● **Set task**: Pull out every line below that contains the word "starting", and copy each of those lines in full.

● **Records**:

** BEGIN **

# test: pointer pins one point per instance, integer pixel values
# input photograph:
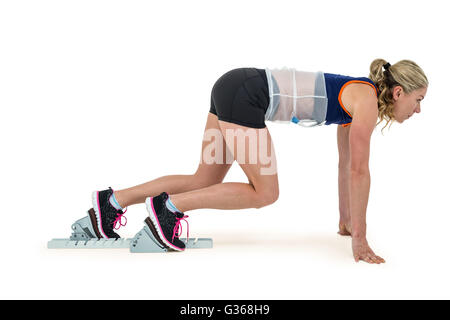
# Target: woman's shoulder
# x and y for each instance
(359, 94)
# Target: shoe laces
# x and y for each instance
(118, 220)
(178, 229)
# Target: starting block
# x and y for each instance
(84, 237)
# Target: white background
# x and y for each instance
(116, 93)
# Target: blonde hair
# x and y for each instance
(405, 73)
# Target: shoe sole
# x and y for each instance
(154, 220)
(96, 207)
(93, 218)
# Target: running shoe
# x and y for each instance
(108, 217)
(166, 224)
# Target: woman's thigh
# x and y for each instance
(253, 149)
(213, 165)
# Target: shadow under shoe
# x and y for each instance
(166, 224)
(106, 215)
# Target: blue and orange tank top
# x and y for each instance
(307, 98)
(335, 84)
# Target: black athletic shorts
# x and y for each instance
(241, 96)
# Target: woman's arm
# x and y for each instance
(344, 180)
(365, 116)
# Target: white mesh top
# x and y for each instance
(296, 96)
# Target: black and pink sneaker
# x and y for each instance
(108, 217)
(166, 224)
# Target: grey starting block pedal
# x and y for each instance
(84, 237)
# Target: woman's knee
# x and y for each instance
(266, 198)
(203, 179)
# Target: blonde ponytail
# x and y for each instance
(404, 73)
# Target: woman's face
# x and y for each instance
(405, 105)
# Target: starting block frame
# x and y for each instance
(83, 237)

** END **
** BEGIN **

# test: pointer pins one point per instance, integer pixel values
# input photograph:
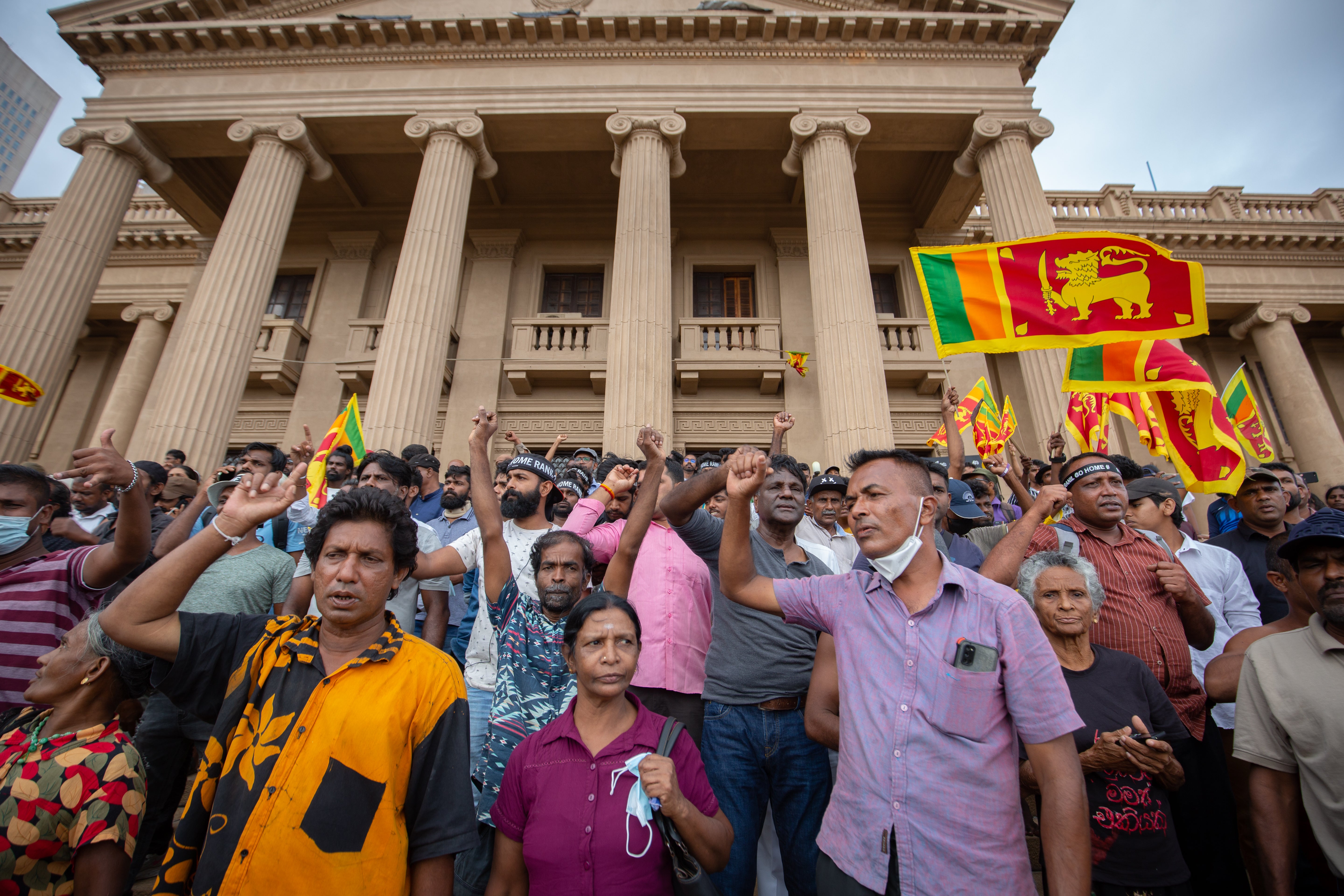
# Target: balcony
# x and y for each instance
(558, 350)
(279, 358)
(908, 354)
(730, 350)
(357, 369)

** END **

● **The response**:
# Target: starting block
# Target: grey starting block pedal
# Target: starting block frame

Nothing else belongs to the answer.